Write out the records again, exactly. Nothing may be dropped.

**** RECORDS SHOWN

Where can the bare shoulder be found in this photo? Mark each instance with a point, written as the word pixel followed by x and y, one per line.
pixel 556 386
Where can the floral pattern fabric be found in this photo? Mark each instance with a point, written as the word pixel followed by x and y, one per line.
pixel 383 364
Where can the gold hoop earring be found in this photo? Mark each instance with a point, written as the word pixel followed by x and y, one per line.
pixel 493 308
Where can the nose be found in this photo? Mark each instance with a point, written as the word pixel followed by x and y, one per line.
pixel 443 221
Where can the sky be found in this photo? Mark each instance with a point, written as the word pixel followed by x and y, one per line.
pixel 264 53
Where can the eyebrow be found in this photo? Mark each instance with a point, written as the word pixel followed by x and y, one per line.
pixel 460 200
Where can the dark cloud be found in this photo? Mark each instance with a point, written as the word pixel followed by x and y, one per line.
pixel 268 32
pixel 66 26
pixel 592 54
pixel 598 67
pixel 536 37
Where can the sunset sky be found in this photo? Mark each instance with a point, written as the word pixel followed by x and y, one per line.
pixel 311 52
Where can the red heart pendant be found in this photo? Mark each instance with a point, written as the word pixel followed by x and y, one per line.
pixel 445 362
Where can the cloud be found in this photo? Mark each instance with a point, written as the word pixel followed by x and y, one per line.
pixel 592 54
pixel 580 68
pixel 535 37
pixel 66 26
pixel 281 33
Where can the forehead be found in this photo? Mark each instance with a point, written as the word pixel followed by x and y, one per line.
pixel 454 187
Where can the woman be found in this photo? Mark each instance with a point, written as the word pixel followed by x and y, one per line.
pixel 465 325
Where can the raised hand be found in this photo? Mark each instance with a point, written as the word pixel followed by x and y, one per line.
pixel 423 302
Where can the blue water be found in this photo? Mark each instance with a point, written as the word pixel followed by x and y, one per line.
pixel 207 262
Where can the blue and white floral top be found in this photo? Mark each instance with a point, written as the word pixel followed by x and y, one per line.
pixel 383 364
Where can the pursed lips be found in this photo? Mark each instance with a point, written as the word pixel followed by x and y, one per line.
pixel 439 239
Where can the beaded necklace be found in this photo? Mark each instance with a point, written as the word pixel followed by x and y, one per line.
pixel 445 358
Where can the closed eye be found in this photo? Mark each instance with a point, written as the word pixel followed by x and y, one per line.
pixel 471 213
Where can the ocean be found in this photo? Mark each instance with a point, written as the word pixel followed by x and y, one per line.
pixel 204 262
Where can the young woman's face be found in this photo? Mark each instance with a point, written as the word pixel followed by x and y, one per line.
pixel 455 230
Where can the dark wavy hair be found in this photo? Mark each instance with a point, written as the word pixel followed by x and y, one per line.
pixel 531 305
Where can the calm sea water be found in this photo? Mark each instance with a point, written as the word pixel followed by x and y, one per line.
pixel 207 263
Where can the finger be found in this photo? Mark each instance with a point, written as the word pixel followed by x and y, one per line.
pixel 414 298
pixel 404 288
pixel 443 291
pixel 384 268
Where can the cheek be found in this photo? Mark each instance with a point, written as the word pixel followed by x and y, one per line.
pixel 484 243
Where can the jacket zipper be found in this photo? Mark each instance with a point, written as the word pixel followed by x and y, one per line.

********

> EXPECTED OUTPUT:
Where can the bare shoulder be found in this photo? Mark each instance with a point, written as the word pixel followed by x and y, one per line.
pixel 556 386
Where can the floral pattern fabric be found in this photo? Mark each instance with a point, written as the word pixel followed by x and y, one per line.
pixel 383 364
Where can the gold hoop earring be found in this photo? Mark each instance with a point, written as the word pixel followed by x and y, one per line.
pixel 493 308
Where can the nose be found in this photo? Mark each instance with a point, written as the word pixel followed by x and y, one per line.
pixel 443 221
Where can the sky be found in this photo? Mark each instance with a point, written as the word pixel followed by x and y, one per line.
pixel 264 53
Where can the eyebrow be found in this photo? Mark each instance with a point, written as the word pixel followed by x and y, one per line.
pixel 460 200
Where can the dark cloud be found in this photo? Mark each instance with a point, written as the word pixel followed by x and y, one per line.
pixel 268 32
pixel 66 26
pixel 592 54
pixel 598 67
pixel 536 37
Where can the sunset sky be found in this photo? Mark each instance with a point, written as the word pixel followed by x and y, one per line.
pixel 311 52
Where can the red heart pendant be found in this photo? Mark each instance with a point, written as the word pixel followed by x and y, one per line.
pixel 445 362
Where can the cloud be found in this photo? Mark each instance with a point, written as the word pixel followed by x and y, one per line.
pixel 592 54
pixel 580 68
pixel 535 37
pixel 66 26
pixel 281 33
Where can the forehead be found in this photo? Mark each instance with a point, written as the word pixel followed by x and y, one per line.
pixel 454 187
Where can the woman be found in this photo? Mark each instance with a point, written as the word pixel followed by x and y, one per line.
pixel 465 325
Where can the raised hand be found in this photo? Mark each instance with a point, written as the word pixel followed by x and y, one per line.
pixel 423 302
Where can the blue water be found in this photo? Mark each instance with a point, written as the word pixel followed by x and y, one per line.
pixel 207 262
Where can the blue and white floral top be found in this photo? Mark each instance with a point, written as the word pixel followed by x and y, one per line.
pixel 383 364
Where can the pursed lips be found in this photo? Mark each instance with a point, written as the word pixel followed by x and y, one per line.
pixel 439 239
Where can the beaded necklace be found in this photo? Mark each instance with a point, written as the word pixel followed by x and y, one per line.
pixel 445 358
Where can the closed eye be found in this photo? Mark each instance with a point, written as the word pixel followed by x and y, one per line.
pixel 471 213
Where can the ocean be found in this photo? Mark each instance with a point, written as the word pixel followed by x and y, one per line.
pixel 204 262
Where can the young woman's face be found in this photo? Mark each instance with a point, written as the word pixel followed by x and y, one per line.
pixel 455 230
Where can the dark wavy hair be found in this photo? Mark each instance with a point, written as the word pixel followed by x and y, one per line.
pixel 531 305
Where can the calm sea water be found in this photo? Mark each instance with a point, written as the word pixel followed by x and y, one per line.
pixel 207 263
Where can the finger be found in this photo? Mark each instance with a point, written as the word pixel followed by x and y, one per line.
pixel 414 298
pixel 404 288
pixel 443 291
pixel 384 268
Where can the cheek be found in this photo? Mark each instance with a point, written as the word pixel followed by x and y, one per line.
pixel 484 243
Where can the jacket zipper be found in this photo? Mark each instance with a point, written as the word pixel followed by x and y, one per line.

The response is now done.